### Problem to solve
Pick out every line in the data below that contains the word "cobblestone", and copy each such line in full. Matching is case-sensitive.

** start of Supplied data **

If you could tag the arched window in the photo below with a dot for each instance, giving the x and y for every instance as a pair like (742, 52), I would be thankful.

** end of Supplied data **
** start of Supplied data **

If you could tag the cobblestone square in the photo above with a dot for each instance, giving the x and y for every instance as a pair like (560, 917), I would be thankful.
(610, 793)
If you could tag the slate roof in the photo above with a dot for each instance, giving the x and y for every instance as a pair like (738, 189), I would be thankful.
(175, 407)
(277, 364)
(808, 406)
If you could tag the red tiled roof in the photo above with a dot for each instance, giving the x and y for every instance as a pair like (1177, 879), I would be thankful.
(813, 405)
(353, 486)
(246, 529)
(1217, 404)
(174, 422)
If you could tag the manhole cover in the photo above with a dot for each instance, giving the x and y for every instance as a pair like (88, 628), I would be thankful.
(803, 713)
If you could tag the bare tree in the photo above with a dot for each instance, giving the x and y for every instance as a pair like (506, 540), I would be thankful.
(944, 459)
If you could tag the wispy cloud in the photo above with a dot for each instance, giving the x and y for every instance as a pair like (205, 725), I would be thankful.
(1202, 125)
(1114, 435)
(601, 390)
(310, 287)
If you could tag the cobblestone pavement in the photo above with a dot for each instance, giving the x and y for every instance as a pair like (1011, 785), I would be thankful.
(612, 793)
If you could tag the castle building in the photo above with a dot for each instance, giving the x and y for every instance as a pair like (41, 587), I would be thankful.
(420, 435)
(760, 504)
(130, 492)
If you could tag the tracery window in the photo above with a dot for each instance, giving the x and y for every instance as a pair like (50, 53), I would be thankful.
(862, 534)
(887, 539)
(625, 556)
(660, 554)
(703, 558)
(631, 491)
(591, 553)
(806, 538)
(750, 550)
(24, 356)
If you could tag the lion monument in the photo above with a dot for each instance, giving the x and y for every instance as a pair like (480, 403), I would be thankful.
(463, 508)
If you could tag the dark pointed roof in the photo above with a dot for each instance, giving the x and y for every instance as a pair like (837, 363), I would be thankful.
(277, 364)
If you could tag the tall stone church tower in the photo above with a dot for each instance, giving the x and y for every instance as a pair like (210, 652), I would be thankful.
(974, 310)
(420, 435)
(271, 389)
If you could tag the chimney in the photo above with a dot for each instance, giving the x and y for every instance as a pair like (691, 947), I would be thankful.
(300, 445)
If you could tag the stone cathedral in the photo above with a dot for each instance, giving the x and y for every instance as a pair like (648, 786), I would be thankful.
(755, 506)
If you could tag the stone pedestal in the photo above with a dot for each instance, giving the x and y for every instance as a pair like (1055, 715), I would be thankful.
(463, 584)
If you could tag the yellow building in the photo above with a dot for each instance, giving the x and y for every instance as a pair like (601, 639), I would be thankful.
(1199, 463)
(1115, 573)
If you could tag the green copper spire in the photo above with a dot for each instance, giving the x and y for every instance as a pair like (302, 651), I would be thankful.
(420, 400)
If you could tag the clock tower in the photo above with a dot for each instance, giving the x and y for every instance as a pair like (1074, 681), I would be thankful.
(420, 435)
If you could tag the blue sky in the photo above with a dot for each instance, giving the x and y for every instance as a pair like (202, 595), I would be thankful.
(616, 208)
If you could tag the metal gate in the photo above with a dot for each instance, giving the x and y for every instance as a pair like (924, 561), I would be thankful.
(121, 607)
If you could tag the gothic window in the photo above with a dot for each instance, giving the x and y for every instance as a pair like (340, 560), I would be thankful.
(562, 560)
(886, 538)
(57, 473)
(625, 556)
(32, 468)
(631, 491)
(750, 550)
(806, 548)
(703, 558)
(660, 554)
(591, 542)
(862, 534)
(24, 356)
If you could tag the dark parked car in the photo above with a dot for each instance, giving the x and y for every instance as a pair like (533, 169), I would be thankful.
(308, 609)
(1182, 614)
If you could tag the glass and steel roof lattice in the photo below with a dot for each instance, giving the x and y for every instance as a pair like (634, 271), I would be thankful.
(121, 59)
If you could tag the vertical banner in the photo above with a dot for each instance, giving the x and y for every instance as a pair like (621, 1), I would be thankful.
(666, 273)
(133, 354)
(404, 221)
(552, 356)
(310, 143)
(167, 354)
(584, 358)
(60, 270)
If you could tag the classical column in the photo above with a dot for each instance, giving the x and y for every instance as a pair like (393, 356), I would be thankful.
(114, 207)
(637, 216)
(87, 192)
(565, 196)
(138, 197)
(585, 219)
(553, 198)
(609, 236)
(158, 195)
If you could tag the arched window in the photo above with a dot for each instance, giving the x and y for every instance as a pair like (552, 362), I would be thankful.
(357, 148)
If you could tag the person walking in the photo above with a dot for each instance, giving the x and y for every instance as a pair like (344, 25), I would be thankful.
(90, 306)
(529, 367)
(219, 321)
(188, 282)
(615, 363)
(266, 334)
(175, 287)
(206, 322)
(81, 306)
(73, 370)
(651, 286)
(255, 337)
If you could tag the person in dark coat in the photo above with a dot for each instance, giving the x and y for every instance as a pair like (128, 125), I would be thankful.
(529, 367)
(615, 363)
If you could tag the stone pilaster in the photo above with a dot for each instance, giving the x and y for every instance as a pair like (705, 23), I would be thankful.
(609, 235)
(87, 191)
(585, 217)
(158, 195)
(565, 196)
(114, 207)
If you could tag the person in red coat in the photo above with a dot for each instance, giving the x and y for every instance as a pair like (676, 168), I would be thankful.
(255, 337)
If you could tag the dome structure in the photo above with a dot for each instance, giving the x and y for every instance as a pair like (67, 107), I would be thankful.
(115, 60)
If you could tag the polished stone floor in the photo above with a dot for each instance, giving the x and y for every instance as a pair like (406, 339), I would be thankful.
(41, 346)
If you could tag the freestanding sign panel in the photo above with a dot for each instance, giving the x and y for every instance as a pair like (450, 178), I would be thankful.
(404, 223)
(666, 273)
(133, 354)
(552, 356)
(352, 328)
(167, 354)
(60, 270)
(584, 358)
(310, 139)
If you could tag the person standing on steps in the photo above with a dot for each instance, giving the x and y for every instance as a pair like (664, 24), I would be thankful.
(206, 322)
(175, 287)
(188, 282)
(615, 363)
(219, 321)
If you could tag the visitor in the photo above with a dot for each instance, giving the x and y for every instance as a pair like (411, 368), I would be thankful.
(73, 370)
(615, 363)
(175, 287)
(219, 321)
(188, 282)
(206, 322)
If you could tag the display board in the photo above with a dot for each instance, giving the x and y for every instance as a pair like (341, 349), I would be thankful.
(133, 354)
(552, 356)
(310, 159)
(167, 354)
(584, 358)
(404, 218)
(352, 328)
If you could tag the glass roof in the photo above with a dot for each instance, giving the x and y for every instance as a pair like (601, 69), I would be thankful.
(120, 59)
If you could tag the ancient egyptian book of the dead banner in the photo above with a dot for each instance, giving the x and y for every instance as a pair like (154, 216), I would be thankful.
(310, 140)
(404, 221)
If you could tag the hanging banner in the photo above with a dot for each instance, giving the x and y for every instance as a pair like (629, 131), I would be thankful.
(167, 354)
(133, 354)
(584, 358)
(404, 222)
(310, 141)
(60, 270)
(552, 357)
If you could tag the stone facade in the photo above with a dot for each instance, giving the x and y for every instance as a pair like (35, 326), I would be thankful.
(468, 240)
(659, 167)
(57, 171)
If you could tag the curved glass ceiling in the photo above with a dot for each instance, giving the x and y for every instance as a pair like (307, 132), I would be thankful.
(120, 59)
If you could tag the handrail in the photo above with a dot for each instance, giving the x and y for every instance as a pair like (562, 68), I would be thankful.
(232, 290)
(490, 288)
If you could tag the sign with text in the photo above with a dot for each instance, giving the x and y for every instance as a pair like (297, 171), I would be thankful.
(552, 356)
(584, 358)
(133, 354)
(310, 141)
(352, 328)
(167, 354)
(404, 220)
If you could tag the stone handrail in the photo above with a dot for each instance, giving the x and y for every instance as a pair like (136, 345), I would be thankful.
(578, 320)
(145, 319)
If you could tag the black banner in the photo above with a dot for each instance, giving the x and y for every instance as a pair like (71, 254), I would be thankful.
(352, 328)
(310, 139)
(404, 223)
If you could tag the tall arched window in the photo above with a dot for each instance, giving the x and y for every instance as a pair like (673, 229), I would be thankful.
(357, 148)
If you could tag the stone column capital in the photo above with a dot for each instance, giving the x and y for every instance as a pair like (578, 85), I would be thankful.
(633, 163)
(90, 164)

** end of Supplied data **

### Exercise result
If you could tag the cobblestone square in the photo above with a dot for each instance, giving the x and y for every instance as a pair like (560, 917), I would be thankful.
If you could tag the cobblestone pavement in the photo above with a dot for each instance, giving the x and y for every instance as a pair like (1011, 785), I would be thankful.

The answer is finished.